Source passage:

Recap for February 2024
Soybean prices drop on exports, Brazil, China
Wheat complex futures posted mixed closes Thursday with Minneapolis and front-end Chicago soft red winter contracts advanced in technical buying and short-covering moves. Kansas City hard red winter wheat futures declined Thursday as the US Department of Agriculture posted net export sales for the week ended Jan. 25 within pre-report expectations but down 29% from the previous week, down 9% from the four-week average and a three-week low. Soybean futures were also brought lower by export sales figures — at 64,500 tonnes in the week ended Jan. 25, it was the lowest weekly number for 2023-24 since the marketing year began Sept. 1 — and concerns about falling prices in competitor Brazil coupled with economic concerns for the world’s largest buyer, China. Corn futures tagged on to soybeans’ tumble with losses limited by strong export sales of 1.2 million in the latest reported week. T
he March corn future subtracted 1¢ to close at $4.47¼ per bu. Chicago March wheat added 6¼¢, closing at $6.01½ per bu, with gains diminishing through March 2025 and declining thereafter. Kansas City March wheat pulled lower by 1¼¢ to close at $6.20¾ per bu. Minneapolis March wheat climbed 3¾¢ to close at $6.96 per bu. March soybeans sank 19¢ to close at $12.03¼ per bu. March soybean meal shed $6.60 to close at $361.70 per ton. March soybean oil fell 0.42¢ to close at 45.60¢ a lb.
Stocks posted a robust rebound Thursday from declines precipitated by ideas about the pace and starting point of the Federal Reserve’s interest rate cuts. The Dow Jones Industrial Average added 369.54 points, or 0.97%, to close at 38,519.84. The Standard & Poor’s 500 added 60.54 points, or 1.25%, to close at 4,906.19. The Nasdaq Composite added 197.63 points, or 1.30%, to close at 15,361.64.
US crude oil prices were lower Thursday. The March West Texas Intermediate light, sweet crude future was down $2.03 to close at $73.82 per barrel.
The US dollar index continued lower a third day Thursday.
US gold futures advanced. The February contract added $4.60 to close at $2,053 per oz.
Grain markets
Mainly linked to adjustments for maize, but with barley and wheat harvests also seen larger compared to the November GMR, the outlook for world 2023/24 total grains (wheat and coarse grains) production is increased by around 11m t m/m (month-on-month). Although much of the additional supply will be absorbed by increased use for feed, the forecast for global carryover stocks (aggregate of respective local marketing years) is lifted by 5m t from previously, to 590m. The figure for trade (Jul/Jun) is also boosted by 5m t, including uprated estimates for maize and wheat.

Tasks to carry out:
**1.** Set down everything in the market recap from "US crude oil" down to "at $2,053 per oz.", word for word.
**2.** In the market recap, what was the closing price of the March West Texas Intermediate light, sweet crude future?

Given information:
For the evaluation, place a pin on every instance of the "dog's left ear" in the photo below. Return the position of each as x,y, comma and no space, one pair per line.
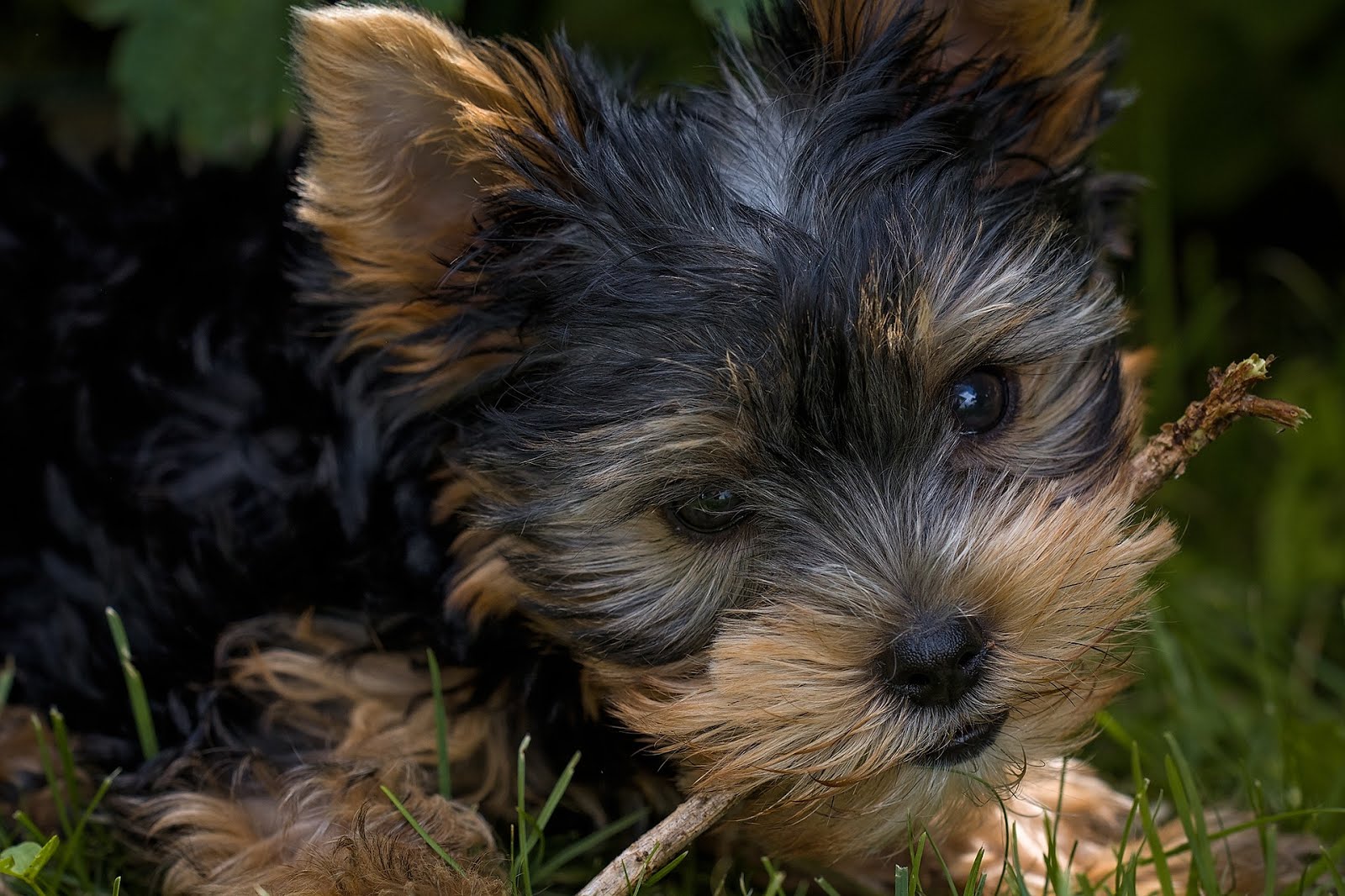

Outputs by task:
**1.**
US crude oil prices were lower Thursday. The March West Texas Intermediate light, sweet crude future was down $2.03 to close at $73.82 per barrel.
The US dollar index continued lower a third day Thursday.
US gold futures advanced. The February contract added $4.60 to close at $2,053 per oz.

**2.** $73.82 per barrel, down $2.03.